TASK = Scan the listing below for the word "banner", then copy each line that has it.

═══ DATA ═══

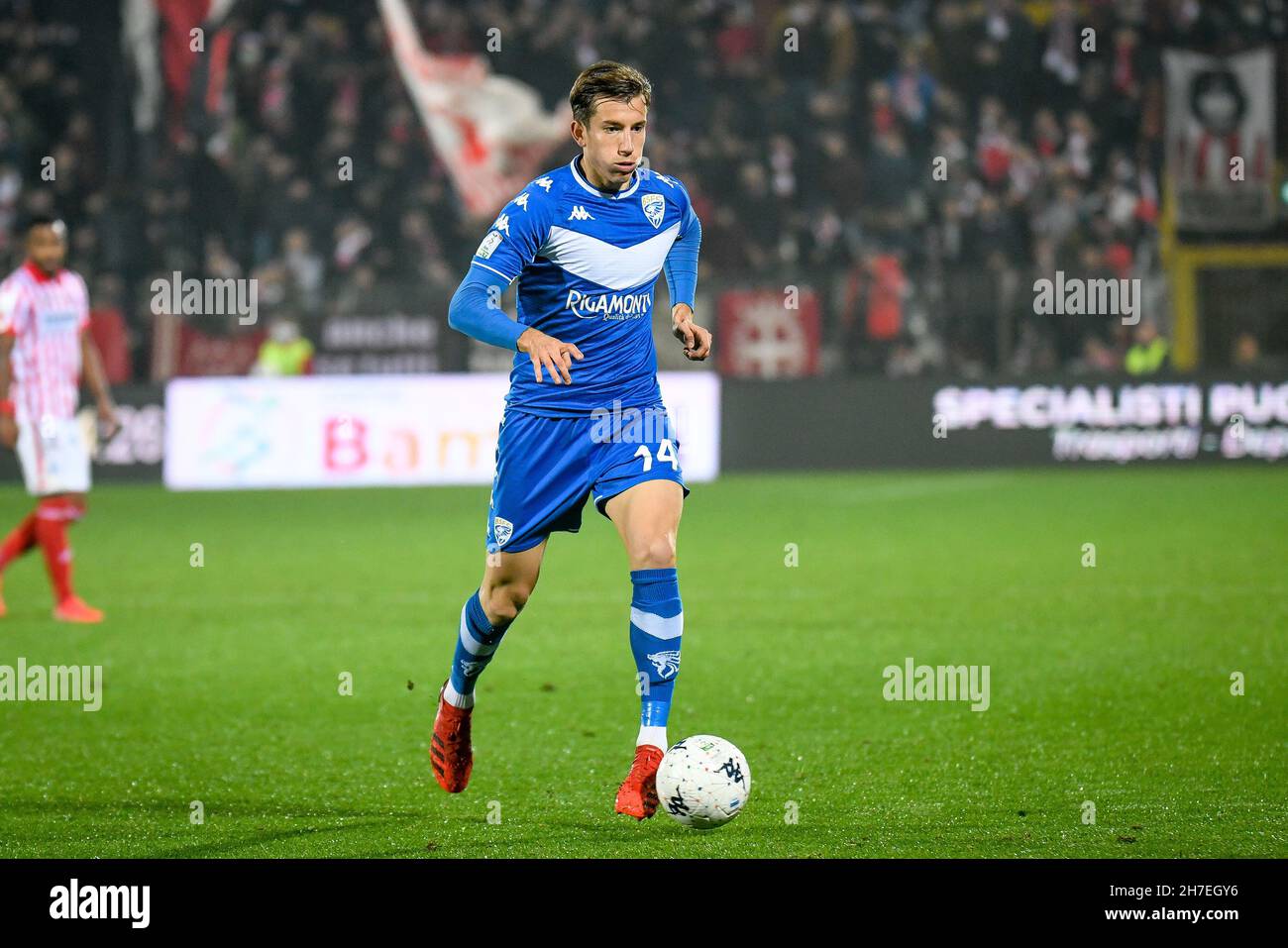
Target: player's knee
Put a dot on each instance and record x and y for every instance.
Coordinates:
(503, 601)
(655, 553)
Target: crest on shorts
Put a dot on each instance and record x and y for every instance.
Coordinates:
(655, 206)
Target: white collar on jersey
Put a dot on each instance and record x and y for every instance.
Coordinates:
(592, 189)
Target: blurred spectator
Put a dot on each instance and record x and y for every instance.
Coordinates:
(283, 352)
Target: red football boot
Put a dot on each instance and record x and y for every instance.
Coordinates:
(75, 609)
(451, 753)
(638, 793)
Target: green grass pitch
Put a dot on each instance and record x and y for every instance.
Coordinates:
(1108, 685)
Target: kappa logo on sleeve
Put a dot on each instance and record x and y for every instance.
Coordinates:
(489, 244)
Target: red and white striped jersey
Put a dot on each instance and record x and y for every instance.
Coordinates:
(46, 317)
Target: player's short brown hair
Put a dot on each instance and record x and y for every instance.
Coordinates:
(606, 80)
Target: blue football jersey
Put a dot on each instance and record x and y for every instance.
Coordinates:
(588, 262)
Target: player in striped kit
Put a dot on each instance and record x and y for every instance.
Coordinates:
(44, 346)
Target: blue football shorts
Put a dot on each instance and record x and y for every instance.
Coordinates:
(548, 467)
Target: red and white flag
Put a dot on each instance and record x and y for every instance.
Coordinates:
(492, 132)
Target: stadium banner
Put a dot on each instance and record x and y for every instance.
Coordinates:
(764, 335)
(927, 423)
(1222, 138)
(132, 454)
(489, 130)
(376, 346)
(376, 429)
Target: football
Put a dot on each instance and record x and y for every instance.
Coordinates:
(703, 782)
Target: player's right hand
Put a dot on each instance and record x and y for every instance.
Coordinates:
(546, 351)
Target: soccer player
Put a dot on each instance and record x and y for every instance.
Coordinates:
(44, 344)
(587, 243)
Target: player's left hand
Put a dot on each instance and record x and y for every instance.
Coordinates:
(108, 419)
(697, 340)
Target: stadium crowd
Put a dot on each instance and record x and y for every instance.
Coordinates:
(807, 165)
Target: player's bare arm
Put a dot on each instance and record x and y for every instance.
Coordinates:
(697, 340)
(550, 353)
(8, 424)
(97, 380)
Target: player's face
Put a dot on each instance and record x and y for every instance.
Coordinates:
(46, 248)
(612, 142)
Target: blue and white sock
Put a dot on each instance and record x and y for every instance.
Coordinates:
(657, 622)
(475, 647)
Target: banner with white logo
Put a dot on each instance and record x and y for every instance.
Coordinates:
(369, 430)
(1222, 140)
(490, 132)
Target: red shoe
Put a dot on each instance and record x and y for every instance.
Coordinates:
(451, 753)
(638, 793)
(73, 609)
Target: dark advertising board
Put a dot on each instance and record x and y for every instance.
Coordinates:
(939, 423)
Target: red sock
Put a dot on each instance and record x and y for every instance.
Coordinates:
(52, 535)
(21, 540)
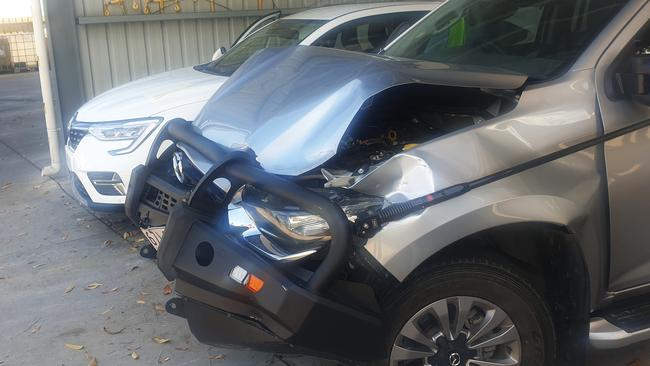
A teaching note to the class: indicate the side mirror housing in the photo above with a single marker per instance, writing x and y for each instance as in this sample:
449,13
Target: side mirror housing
218,53
634,77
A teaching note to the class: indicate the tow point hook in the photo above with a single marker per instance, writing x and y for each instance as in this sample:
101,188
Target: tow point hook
148,251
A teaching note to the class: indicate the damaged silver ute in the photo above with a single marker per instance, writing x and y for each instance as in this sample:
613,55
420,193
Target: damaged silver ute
476,195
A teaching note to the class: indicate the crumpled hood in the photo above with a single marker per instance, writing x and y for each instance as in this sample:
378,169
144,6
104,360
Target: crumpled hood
151,95
292,106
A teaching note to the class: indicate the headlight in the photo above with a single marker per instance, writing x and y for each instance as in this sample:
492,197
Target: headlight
135,131
294,229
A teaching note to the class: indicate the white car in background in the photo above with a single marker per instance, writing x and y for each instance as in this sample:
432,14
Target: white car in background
113,133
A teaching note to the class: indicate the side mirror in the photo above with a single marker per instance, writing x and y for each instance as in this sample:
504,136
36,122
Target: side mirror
634,77
218,53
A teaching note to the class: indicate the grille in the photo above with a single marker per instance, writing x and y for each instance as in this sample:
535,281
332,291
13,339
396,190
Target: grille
159,199
74,137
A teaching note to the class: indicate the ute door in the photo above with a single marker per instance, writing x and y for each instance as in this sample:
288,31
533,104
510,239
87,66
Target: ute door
257,25
627,158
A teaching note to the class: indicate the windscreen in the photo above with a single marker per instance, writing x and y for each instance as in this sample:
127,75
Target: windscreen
538,38
281,33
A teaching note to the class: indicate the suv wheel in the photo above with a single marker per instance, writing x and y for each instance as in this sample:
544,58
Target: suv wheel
471,314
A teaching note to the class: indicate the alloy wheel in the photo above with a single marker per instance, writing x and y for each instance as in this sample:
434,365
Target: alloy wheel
458,331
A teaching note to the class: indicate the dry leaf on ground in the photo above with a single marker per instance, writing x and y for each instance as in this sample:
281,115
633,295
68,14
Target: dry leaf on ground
167,290
111,290
113,332
93,286
76,347
160,340
163,359
159,308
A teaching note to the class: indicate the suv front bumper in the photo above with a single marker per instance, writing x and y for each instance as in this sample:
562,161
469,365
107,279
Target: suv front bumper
295,311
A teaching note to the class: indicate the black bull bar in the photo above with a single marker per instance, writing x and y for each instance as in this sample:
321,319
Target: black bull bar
288,314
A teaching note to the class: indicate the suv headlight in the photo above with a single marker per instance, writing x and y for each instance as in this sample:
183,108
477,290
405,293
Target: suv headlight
295,230
135,131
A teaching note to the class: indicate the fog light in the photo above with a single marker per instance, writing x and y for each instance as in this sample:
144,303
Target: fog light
107,183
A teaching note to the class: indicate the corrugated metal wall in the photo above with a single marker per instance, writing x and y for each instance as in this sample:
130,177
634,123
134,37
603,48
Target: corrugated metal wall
115,53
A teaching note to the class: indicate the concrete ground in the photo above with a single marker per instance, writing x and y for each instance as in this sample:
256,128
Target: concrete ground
68,276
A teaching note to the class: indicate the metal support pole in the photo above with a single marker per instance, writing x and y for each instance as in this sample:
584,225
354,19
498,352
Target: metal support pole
53,129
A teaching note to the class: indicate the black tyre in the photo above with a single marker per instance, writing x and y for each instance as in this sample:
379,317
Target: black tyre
470,313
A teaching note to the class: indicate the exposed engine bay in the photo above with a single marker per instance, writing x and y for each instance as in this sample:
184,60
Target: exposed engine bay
394,121
403,117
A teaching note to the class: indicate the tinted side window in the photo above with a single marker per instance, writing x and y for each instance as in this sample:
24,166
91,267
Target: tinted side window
368,34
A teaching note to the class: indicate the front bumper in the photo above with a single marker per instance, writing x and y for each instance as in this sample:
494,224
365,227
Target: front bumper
91,156
296,310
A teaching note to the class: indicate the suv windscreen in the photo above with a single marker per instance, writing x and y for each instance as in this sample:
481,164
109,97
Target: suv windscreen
369,34
281,33
538,38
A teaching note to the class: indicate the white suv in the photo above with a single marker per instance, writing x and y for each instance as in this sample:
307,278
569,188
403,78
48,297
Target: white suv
113,133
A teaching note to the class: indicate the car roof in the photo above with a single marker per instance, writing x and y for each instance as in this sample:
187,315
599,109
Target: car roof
334,11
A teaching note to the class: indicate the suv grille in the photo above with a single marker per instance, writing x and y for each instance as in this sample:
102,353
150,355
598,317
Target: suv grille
159,199
74,137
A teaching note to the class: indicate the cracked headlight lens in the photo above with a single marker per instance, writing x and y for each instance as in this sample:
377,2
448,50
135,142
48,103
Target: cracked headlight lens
134,130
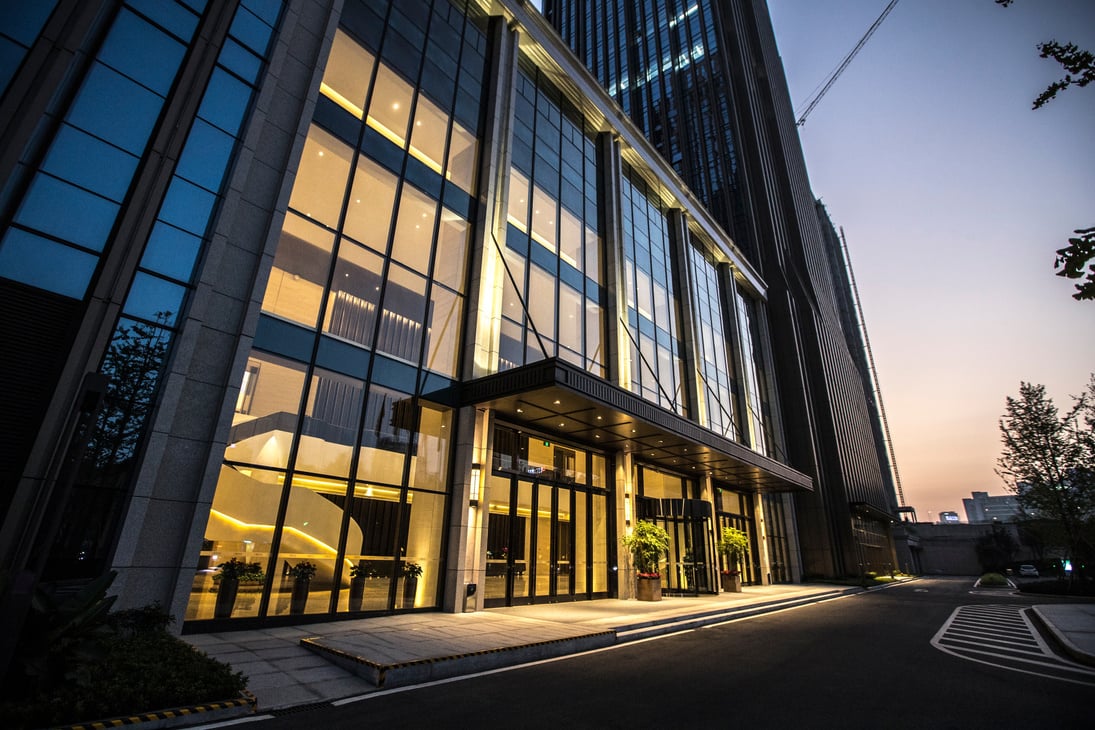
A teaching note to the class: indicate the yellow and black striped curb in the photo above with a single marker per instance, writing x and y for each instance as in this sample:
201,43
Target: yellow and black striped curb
381,670
246,699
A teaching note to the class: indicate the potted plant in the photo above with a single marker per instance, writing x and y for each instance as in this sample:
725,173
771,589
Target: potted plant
733,545
228,579
357,576
647,543
302,574
411,574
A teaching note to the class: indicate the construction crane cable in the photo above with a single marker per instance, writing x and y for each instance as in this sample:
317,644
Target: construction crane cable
843,65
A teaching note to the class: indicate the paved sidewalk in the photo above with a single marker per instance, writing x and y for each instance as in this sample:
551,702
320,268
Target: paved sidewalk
321,662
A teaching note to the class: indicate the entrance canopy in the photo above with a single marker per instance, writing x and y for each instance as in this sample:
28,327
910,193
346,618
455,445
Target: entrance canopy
554,396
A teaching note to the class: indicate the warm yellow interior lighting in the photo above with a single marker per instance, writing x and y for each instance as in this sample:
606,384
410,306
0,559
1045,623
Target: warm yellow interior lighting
342,101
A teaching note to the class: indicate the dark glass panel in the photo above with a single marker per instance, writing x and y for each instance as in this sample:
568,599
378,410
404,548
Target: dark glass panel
187,206
68,212
169,14
343,357
154,299
45,264
225,102
252,32
279,336
90,163
206,155
171,252
23,21
142,53
240,60
116,109
267,10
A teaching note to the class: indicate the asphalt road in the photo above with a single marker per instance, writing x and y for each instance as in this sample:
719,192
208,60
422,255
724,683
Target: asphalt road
863,661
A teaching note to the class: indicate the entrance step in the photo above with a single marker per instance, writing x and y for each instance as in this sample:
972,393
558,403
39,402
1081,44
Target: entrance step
497,642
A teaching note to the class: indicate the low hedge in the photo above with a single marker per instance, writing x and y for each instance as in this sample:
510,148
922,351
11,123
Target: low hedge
140,673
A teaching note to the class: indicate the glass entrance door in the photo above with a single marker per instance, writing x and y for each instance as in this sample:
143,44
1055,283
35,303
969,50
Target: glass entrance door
532,555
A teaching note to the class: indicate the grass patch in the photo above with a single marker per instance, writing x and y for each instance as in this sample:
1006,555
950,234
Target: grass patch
78,662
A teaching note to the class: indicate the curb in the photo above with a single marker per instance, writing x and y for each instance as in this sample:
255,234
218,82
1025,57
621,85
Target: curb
1062,638
175,716
424,670
647,629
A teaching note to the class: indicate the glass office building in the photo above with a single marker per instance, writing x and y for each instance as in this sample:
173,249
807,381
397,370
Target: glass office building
704,82
385,298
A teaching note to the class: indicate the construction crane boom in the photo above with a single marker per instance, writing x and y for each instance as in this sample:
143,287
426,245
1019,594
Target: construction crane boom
843,65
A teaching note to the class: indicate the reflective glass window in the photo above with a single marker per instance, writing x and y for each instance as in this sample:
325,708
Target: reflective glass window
430,456
90,163
519,200
300,270
371,203
226,102
442,331
390,106
68,212
266,410
389,421
403,314
321,180
115,108
172,252
463,158
429,134
414,229
450,265
542,303
330,428
355,292
206,155
45,264
347,73
142,51
426,519
154,299
241,525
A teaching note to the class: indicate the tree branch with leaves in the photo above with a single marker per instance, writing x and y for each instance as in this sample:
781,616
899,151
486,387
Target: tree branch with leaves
1076,261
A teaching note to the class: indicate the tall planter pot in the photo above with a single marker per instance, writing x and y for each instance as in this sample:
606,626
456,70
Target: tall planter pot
648,589
226,598
410,590
299,597
356,593
732,583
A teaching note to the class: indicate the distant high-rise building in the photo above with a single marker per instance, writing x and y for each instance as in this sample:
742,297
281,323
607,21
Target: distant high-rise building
982,508
390,294
704,82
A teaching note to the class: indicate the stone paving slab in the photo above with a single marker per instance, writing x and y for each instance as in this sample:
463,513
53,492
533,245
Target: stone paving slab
438,650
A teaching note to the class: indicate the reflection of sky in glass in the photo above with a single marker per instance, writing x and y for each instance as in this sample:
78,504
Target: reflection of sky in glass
151,297
45,264
171,252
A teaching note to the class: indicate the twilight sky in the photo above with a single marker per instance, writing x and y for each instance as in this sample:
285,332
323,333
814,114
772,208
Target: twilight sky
953,195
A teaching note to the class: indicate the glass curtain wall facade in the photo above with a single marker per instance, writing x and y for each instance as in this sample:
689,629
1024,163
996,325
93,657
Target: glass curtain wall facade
257,296
704,82
554,298
337,461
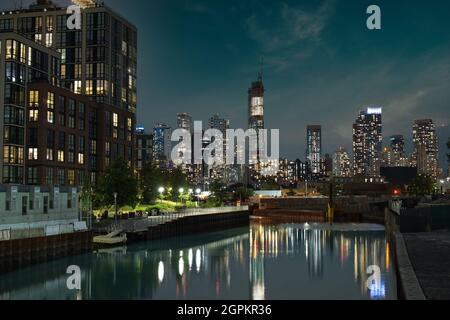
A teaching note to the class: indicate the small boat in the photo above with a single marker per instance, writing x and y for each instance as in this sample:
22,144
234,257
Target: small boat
115,238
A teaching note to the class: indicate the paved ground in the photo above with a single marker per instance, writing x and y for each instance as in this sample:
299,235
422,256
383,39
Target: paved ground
430,257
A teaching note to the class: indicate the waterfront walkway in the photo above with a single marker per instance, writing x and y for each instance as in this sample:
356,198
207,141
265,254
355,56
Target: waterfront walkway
142,224
430,256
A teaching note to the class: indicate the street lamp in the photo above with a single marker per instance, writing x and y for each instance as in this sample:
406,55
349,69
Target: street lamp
115,205
161,191
197,192
181,191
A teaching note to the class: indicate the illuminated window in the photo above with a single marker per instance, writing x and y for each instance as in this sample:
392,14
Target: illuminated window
34,99
60,156
11,49
49,154
77,86
71,177
89,87
115,125
49,39
51,100
32,154
50,117
49,23
80,158
34,116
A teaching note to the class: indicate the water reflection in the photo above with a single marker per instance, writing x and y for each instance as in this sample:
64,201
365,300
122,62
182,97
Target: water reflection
292,261
315,262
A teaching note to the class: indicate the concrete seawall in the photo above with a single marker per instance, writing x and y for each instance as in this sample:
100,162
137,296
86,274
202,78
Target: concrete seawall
19,253
193,224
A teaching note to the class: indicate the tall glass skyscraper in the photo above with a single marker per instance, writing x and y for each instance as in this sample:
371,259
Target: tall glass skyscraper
425,156
368,142
314,149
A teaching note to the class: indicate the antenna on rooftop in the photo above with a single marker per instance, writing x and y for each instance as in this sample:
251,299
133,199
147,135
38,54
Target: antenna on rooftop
261,68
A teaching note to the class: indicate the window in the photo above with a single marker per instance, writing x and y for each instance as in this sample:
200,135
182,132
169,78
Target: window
32,154
49,23
50,117
61,177
71,177
34,99
48,39
81,158
32,177
49,154
11,49
33,116
49,176
72,114
60,156
51,100
115,125
50,107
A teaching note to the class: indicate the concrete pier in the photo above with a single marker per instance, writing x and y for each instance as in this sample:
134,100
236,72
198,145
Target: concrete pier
19,253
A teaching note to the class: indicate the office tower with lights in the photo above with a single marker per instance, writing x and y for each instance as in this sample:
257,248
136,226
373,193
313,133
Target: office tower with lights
367,142
144,149
314,149
220,172
162,144
256,122
184,121
398,144
426,150
22,61
341,163
99,60
86,102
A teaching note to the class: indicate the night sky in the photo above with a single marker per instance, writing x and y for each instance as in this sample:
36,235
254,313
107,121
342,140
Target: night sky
322,65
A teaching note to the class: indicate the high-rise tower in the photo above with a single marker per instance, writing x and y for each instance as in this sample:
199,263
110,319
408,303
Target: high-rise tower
367,142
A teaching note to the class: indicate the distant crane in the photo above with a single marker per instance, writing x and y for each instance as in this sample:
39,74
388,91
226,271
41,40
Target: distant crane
84,3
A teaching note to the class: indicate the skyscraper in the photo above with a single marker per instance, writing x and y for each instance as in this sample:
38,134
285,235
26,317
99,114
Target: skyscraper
256,122
144,149
367,142
86,103
314,149
99,60
21,62
185,122
398,144
162,144
426,150
341,163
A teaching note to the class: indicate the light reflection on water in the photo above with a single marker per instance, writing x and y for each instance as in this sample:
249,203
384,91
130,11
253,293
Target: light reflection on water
289,261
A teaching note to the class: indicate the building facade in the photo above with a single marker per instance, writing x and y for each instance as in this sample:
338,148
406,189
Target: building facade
256,122
99,60
71,138
162,144
341,163
144,150
426,149
314,149
69,96
21,62
367,142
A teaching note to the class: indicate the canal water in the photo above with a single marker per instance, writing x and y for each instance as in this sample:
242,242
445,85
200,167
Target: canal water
263,261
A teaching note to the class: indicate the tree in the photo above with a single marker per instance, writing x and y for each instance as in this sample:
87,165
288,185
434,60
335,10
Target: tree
242,194
448,154
219,192
422,185
118,178
176,180
152,180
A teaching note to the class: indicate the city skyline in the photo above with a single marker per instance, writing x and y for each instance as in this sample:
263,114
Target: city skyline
328,61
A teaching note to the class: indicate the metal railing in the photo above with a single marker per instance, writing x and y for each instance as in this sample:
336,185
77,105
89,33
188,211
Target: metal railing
142,224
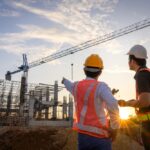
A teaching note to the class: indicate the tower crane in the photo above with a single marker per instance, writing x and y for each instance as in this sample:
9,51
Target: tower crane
107,37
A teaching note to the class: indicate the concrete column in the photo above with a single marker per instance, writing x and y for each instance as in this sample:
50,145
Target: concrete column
64,108
55,100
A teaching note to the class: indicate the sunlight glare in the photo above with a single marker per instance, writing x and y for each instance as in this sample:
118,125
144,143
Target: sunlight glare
124,114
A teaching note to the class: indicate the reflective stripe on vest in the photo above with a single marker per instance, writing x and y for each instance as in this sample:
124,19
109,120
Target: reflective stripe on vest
79,122
144,117
142,69
137,95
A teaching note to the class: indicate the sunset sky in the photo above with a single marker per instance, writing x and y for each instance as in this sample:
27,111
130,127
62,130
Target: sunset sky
39,28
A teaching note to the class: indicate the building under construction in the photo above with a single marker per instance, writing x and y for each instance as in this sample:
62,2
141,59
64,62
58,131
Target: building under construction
39,104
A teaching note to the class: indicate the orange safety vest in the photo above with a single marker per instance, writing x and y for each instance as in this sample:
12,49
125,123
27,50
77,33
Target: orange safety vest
87,119
142,116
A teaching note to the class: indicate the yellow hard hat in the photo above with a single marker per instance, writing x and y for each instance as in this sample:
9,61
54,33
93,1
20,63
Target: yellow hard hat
94,60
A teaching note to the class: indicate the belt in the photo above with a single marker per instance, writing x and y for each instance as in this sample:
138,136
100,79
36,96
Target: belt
144,117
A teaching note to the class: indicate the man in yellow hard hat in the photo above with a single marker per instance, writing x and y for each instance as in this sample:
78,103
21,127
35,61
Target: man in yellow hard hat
137,63
92,99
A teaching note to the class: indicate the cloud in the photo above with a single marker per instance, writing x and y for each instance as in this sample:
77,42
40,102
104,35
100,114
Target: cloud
83,17
8,13
74,22
117,70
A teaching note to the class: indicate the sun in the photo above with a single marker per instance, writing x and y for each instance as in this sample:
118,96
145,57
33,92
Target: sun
124,114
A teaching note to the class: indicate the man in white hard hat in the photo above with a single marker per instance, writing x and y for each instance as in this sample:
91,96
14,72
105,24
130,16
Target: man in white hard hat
137,63
92,98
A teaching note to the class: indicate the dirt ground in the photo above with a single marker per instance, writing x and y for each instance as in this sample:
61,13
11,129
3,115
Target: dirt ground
45,138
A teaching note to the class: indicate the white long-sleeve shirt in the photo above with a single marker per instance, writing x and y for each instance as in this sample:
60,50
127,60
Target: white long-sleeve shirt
105,101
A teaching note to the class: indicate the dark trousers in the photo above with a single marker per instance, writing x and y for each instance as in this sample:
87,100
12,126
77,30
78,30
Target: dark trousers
146,135
86,142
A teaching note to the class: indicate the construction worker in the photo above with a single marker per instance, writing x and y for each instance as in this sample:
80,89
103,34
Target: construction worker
137,63
92,99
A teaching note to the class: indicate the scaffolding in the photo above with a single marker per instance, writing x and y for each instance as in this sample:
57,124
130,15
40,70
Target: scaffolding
41,102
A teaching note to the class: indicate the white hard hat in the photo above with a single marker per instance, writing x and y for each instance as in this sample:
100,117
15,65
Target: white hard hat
138,51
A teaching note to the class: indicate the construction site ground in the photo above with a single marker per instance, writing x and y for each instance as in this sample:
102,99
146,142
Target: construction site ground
52,138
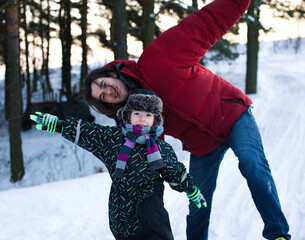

═══

ANSWER BELOW =
Target: stadium banner
Target: banner with white logo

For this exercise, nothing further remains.